Here are a few of the label naming conventions:
- Axioms, definitions, and wff syntax.
As noted earlier, axioms are named "ax-NAME",
proofs of proven axioms are named "axNAME", and
definitions are named "df-NAME".
Wff syntax declarations have labels beginning with "w"
followed by short fragment suggesting its purpose.
- Hypotheses.
Hypotheses have the name of the final axiom or theorem, followed by
".", followed by a unique id (these ids are usually consecutive integers
starting with 1, e.g., for rgen 3052"rgen.1 $e |- ( x e. A -> ph ) $."
or letters corresponding to the (main) class variable used in the
hypothesis, e.g., for mdet0 22552: "mdet0.d $e |- D = ( N maDet R ) $.").
- Common names.
If a theorem has a well-known name, that name (or a short version of it)
is sometimes used directly. Examples include
barbara 2651 and stirling 45615.
- Principia Mathematica.
Proofs of theorems from Principia Mathematica often use a special
naming convention: "pm" followed by its identifier.
For example, Theorem *2.27 of [WhiteheadRussell] p. 104 is named
pm2.27 42.
- 19.x series of theorems.
Similar to the conventions for the theorems from Principia Mathematica,
theorems from Section 19 of [Margaris] p. 90 often use a special naming
convention: "19." resp. "r19." (for corresponding restricted quantifier
versions) followed by its identifier.
For example, Theorem 38 from Section 19 of [Margaris] p. 90 is labeled
19.38 1833, and the restricted quantifier version of Theorem 21 from
Section 19 of [Margaris] p. 90 is labeled r19.21 3241.
- Characters to be used for labels.
Although the specification of Metamath allows for dots/periods "." in
any label, it is usually used only in labels for hypotheses (see above).

[Data provided]:
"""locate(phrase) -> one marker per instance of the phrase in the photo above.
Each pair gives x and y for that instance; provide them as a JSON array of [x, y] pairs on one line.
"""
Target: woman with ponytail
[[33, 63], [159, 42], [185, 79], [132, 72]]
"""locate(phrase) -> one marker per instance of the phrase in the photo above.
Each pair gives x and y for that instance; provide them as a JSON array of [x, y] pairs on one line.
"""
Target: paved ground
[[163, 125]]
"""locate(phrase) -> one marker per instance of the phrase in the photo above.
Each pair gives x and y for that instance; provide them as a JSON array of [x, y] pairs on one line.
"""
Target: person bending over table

[Exercise task 1]:
List every category heading in the label-naming excerpt that is introduced with a dash.
[Exercise task 2]:
Please carry on the label-naming excerpt from its last sentence.

[Right answer 1]:
- Axioms, definitions, and wff syntax.
- Hypotheses.
- Common names.
- Principia Mathematica.
- 19.x series of theorems.
- Characters to be used for labels.

[Right answer 2]:
Exceptions are the labels of theorems from Principia Mathematica and the
19.x series of theorems from Section 19 of [Margaris] p. 90 (see above)
and 0.999... 15863. Furthermore, the underscore "_" should not be used.
Finally, only lower case characters should be used (except the special
suffixes OLD, ALT, and ALTV mentioned in bullet point "Suffixes"), at
least in main set.mm (exceptions are tolerated in mathboxes).
- Syntax label fragments.
Most theorems are named using a concatenation of syntax label fragments
(omitting variables) that represent the important part of the theorem's
main conclusion. Almost every syntactic construct has a definition
labeled "df-NAME", and normally NAME is the syntax label fragment. For
example, the class difference construct (𝐴 ∖ 𝐵) is defined in
df-dif 3947, and thus its syntax label fragment is "dif". Similarly, the
subclass relation 𝐴 ⊆ 𝐵 has syntax label fragment "ss"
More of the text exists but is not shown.